(Exercise directions)
For each record that follows, restate the text exactly and drop the pictures.

[Collected data]
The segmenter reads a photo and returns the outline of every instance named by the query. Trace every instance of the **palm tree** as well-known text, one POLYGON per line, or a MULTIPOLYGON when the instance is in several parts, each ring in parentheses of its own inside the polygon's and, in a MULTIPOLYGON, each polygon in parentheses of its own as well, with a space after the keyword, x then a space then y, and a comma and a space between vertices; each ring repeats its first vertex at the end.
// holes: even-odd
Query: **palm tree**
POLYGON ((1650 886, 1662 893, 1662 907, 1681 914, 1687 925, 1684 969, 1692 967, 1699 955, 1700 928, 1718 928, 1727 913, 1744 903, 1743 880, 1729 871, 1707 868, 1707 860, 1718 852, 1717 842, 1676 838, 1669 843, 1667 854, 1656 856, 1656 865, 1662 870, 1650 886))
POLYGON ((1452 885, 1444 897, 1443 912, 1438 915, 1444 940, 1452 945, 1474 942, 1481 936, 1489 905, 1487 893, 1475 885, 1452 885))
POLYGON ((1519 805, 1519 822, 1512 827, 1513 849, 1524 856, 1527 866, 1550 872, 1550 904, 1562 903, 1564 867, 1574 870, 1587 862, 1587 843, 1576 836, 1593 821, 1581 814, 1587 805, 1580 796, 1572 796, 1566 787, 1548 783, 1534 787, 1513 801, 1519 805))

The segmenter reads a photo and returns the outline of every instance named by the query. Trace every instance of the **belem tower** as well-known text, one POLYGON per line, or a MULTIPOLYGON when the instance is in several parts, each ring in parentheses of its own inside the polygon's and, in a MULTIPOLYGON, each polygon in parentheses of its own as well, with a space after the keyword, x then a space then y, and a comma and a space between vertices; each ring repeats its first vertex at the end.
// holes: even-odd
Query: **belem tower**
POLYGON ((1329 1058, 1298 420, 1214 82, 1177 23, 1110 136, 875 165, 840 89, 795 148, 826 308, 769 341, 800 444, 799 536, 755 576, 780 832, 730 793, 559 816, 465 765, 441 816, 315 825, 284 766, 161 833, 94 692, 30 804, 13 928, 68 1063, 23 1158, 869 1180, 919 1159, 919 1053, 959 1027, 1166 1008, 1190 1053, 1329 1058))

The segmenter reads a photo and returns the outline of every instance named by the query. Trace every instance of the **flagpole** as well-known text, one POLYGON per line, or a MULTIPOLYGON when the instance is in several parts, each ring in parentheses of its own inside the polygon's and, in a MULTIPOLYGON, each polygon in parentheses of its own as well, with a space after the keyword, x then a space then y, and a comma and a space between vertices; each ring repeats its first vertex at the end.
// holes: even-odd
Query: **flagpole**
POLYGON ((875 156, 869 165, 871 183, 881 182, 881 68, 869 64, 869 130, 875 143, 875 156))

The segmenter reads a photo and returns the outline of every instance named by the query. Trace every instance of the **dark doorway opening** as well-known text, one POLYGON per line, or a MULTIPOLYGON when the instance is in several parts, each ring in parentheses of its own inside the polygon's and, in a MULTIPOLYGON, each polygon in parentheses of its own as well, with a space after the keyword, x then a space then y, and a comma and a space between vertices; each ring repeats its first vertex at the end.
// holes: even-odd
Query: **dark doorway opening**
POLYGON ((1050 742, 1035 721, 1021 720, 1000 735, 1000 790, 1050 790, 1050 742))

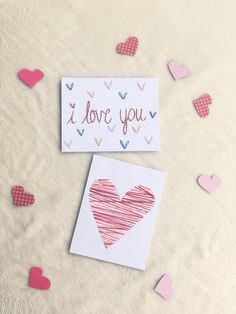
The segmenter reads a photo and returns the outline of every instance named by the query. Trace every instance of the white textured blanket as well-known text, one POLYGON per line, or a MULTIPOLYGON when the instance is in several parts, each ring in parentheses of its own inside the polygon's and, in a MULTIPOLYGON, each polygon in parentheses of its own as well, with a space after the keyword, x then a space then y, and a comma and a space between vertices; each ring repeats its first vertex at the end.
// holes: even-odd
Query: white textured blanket
POLYGON ((0 313, 236 313, 236 2, 0 1, 0 313), (137 36, 134 57, 115 52, 137 36), (174 81, 167 62, 189 65, 174 81), (45 78, 33 89, 22 68, 45 78), (146 271, 68 253, 91 154, 60 152, 62 76, 160 78, 161 151, 104 153, 168 172, 146 271), (192 100, 213 98, 201 119, 192 100), (196 183, 218 174, 212 195, 196 183), (23 185, 36 204, 12 205, 23 185), (32 266, 51 279, 28 287, 32 266), (153 291, 165 272, 174 297, 153 291))

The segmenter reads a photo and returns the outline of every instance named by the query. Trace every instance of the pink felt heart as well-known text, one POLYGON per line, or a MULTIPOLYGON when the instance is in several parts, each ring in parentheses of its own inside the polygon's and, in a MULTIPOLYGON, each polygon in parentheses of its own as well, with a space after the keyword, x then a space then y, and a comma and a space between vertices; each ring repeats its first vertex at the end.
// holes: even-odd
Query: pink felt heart
POLYGON ((169 301, 173 296, 171 282, 172 280, 170 275, 164 274, 155 287, 155 291, 167 301, 169 301))
POLYGON ((180 80, 191 75, 191 70, 187 65, 179 64, 175 60, 168 62, 168 68, 175 80, 180 80))
POLYGON ((18 77, 20 80, 25 83, 29 87, 33 87, 37 82, 42 80, 44 74, 42 71, 36 69, 34 71, 30 71, 28 69, 23 69, 18 72, 18 77))
POLYGON ((221 178, 218 176, 200 176, 197 182, 205 191, 212 193, 221 184, 221 178))
POLYGON ((30 270, 29 286, 34 289, 48 290, 51 282, 47 277, 42 276, 43 270, 39 267, 32 267, 30 270))
POLYGON ((204 94, 193 101, 195 109, 201 118, 206 118, 209 115, 209 105, 212 103, 212 98, 208 94, 204 94))
POLYGON ((129 37, 125 43, 119 43, 116 47, 116 51, 121 54, 133 56, 138 48, 138 38, 129 37))
POLYGON ((135 186, 122 199, 108 179, 94 181, 89 201, 99 233, 106 248, 135 226, 154 205, 155 197, 145 186, 135 186))

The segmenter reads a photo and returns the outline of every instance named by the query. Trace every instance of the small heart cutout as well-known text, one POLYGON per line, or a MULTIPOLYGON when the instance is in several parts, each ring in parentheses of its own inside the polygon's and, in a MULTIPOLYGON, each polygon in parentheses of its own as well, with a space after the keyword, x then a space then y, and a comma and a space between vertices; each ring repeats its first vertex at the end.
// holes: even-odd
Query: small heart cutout
POLYGON ((42 80, 44 73, 38 69, 34 71, 22 69, 18 72, 18 77, 28 87, 32 88, 36 83, 42 80))
POLYGON ((30 270, 29 286, 33 289, 48 290, 51 286, 50 280, 42 276, 43 270, 40 267, 32 267, 30 270))
POLYGON ((116 47, 116 51, 118 53, 134 56, 137 48, 138 48, 138 38, 137 37, 129 37, 125 43, 119 43, 116 47))
POLYGON ((200 176, 197 182, 205 191, 212 193, 221 184, 221 178, 218 176, 200 176))
POLYGON ((166 301, 169 301, 173 296, 171 283, 170 275, 164 274, 155 287, 155 291, 166 301))
POLYGON ((168 68, 175 80, 180 80, 191 75, 191 70, 187 65, 179 64, 175 60, 168 62, 168 68))
POLYGON ((14 206, 30 206, 35 202, 34 195, 24 192, 23 186, 14 186, 12 197, 14 206))
POLYGON ((195 109, 201 118, 206 118, 209 115, 209 105, 212 103, 212 98, 208 94, 193 101, 195 109))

(Solution)
The segmenter reads a photo and returns the outline of every instance named by the query. Trace every instance of the **palm tree** as well-known text, one POLYGON per line, or a MULTIPOLYGON when the instance is in several parts, each ring in parentheses of its own inside the polygon's and, in a MULTIPOLYGON, each polygon in parentheses of its own as well, with a space after the keyword, x then a space then y, and a comma and a space between vertices; each ring repeats its first vertex at the end.
// holes: even-odd
Query: **palm tree**
POLYGON ((1650 886, 1662 893, 1662 907, 1681 914, 1687 925, 1684 969, 1692 967, 1699 955, 1700 928, 1718 928, 1727 913, 1744 903, 1743 880, 1729 871, 1707 868, 1707 860, 1718 852, 1717 842, 1676 838, 1669 843, 1667 854, 1656 856, 1656 865, 1662 870, 1650 886))
POLYGON ((1452 885, 1444 897, 1443 912, 1438 915, 1444 940, 1452 945, 1474 942, 1481 936, 1489 905, 1487 893, 1475 885, 1452 885))
POLYGON ((1519 805, 1519 822, 1512 827, 1513 849, 1524 856, 1527 866, 1550 872, 1550 904, 1562 903, 1564 867, 1574 870, 1587 862, 1587 843, 1576 836, 1593 821, 1581 814, 1587 805, 1580 796, 1572 796, 1566 787, 1548 783, 1534 787, 1513 801, 1519 805))

The segmenter reads a photo and returns the outline of every instance named by the query. Trace every instance of the **belem tower** as well-known text, one POLYGON per line, or a MULTIPOLYGON when the instance is in several parts, each ring in parentheses of its own inside the polygon's and, in a MULTIPOLYGON, each polygon in parentheses of its own as well, with a space after the keyword, x then a space then y, and a comma and a space between vertices; each ring repeats its first vertex at the end.
// holes: even-odd
Query: **belem tower**
POLYGON ((1329 1058, 1298 420, 1214 82, 1177 23, 1110 136, 875 165, 840 89, 795 148, 826 308, 769 341, 800 444, 799 536, 755 576, 780 832, 730 793, 559 816, 465 765, 441 816, 315 825, 284 766, 161 833, 94 692, 30 804, 13 928, 68 1063, 23 1158, 869 1180, 919 1159, 919 1053, 959 1027, 1166 1008, 1190 1053, 1329 1058))

The segmenter reads a photo and returns the outline of every instance named by the query. Trace every instance of the **flagpole** as well-known text, one POLYGON per line, or a MULTIPOLYGON when the instance is in several parts, each ring in parentheses of its own inside the polygon's and, in a MULTIPOLYGON, each polygon in parentheses of its own as well, with a space after the keyword, x then a space then y, and a comma and a space between vertices; each ring repeats its first vertex at the end.
// holes: even-odd
Query: **flagpole**
POLYGON ((875 156, 869 165, 871 183, 881 182, 881 68, 869 64, 869 130, 875 143, 875 156))

The segmenter reads a photo and returns the outline of every instance named by the query. Trace every instance of the **dark doorway opening** as well-known text, one POLYGON per line, or a MULTIPOLYGON when the instance is in several parts, each ring in parentheses of its own inside the polygon's and, in a MULTIPOLYGON, each polygon in parentheses of its own as well, with a space after the keyword, x then a space then y, and a comma and a space between vertices; each ring repeats its first vertex at the end.
// holes: even-odd
Query: **dark doorway opening**
POLYGON ((1050 742, 1035 721, 1021 720, 1000 735, 1000 790, 1050 790, 1050 742))

The segmenter reads a photo and returns the outline of every instance named by the query. Trace every instance of the white textured blanket as well-known text, one POLYGON per line, or a MULTIPOLYGON when the instance is in several parts, each ring in parentheses of its own inside the polygon's and, in a MULTIPOLYGON, each polygon in parentheses of its own as well, with a space after the keyword, x then a space then y, and a comma and a space between vertices; each ring repeats its first vertex at the end.
// holes: even-odd
Query: white textured blanket
POLYGON ((0 313, 236 313, 236 2, 0 1, 0 313), (137 36, 134 57, 115 52, 137 36), (174 81, 167 62, 189 65, 174 81), (45 78, 33 89, 22 68, 45 78), (146 271, 68 253, 91 154, 60 152, 62 76, 160 78, 161 151, 104 153, 168 172, 146 271), (192 100, 213 98, 201 119, 192 100), (196 183, 218 174, 212 195, 196 183), (23 185, 36 204, 12 205, 23 185), (32 266, 51 279, 28 287, 32 266), (153 291, 165 272, 174 297, 153 291))

The segmenter reads a photo and returns the outline of every instance named by the query. Trace every instance of the pink felt heart as well-known text, one POLYGON per line, or a MULTIPOLYGON when the instance is in several parts, each ring in parentheses of its own inside the polygon's and, in a MULTIPOLYGON, each polygon in parentheses of its own as well, with a space after the keyword, x then a space then y, and a comma and a space between vertices; each ring repeats its first vertex at the end.
// holes: even-odd
Query: pink felt heart
POLYGON ((169 301, 173 296, 171 282, 172 280, 170 275, 164 274, 155 287, 155 291, 167 301, 169 301))
POLYGON ((180 80, 191 75, 191 70, 187 65, 179 64, 175 60, 168 62, 168 68, 175 80, 180 80))
POLYGON ((18 77, 20 80, 25 83, 29 87, 33 87, 37 82, 42 80, 44 74, 42 71, 36 69, 34 71, 30 71, 28 69, 23 69, 18 72, 18 77))
POLYGON ((221 178, 218 176, 200 176, 197 182, 205 191, 212 193, 221 184, 221 178))
POLYGON ((30 270, 29 286, 34 289, 48 290, 51 282, 47 277, 42 276, 43 270, 39 267, 32 267, 30 270))
POLYGON ((204 94, 193 101, 195 109, 201 118, 206 118, 209 115, 209 105, 212 103, 212 98, 208 94, 204 94))
POLYGON ((129 37, 125 43, 119 43, 116 47, 116 51, 121 54, 133 56, 138 48, 138 38, 129 37))
POLYGON ((135 186, 122 199, 108 179, 94 181, 89 201, 99 233, 106 248, 135 226, 154 205, 155 197, 145 186, 135 186))

The segmenter reads a photo and returns the outline of every instance named by the query. Trace every instance of the small heart cutout as well-known text, one POLYGON per line, or a MULTIPOLYGON when the instance is in several parts, each ring in parentheses of its own inside the polygon's and, in a MULTIPOLYGON, each polygon in parentheses of its own as well, with a space after the keyword, x then a space then y, and a comma and a space between vertices; each ring repeats its first vertex at the end.
// holes: even-odd
Query: small heart cutout
POLYGON ((42 80, 44 73, 38 69, 34 71, 22 69, 18 72, 18 77, 28 87, 32 88, 36 83, 42 80))
POLYGON ((30 270, 29 286, 33 289, 48 290, 51 286, 50 280, 42 276, 43 270, 40 267, 32 267, 30 270))
POLYGON ((116 47, 116 51, 118 53, 134 56, 137 48, 138 48, 138 38, 137 37, 129 37, 125 43, 119 43, 116 47))
POLYGON ((200 176, 197 182, 205 191, 212 193, 221 184, 221 178, 218 176, 200 176))
POLYGON ((166 301, 169 301, 173 296, 171 283, 170 275, 164 274, 155 287, 155 291, 166 301))
POLYGON ((168 68, 175 80, 180 80, 191 75, 191 70, 187 65, 179 64, 175 60, 168 62, 168 68))
POLYGON ((14 206, 30 206, 35 202, 34 195, 24 192, 23 186, 14 186, 12 197, 14 206))
POLYGON ((195 109, 201 118, 206 118, 209 115, 209 105, 212 103, 212 98, 208 94, 193 101, 195 109))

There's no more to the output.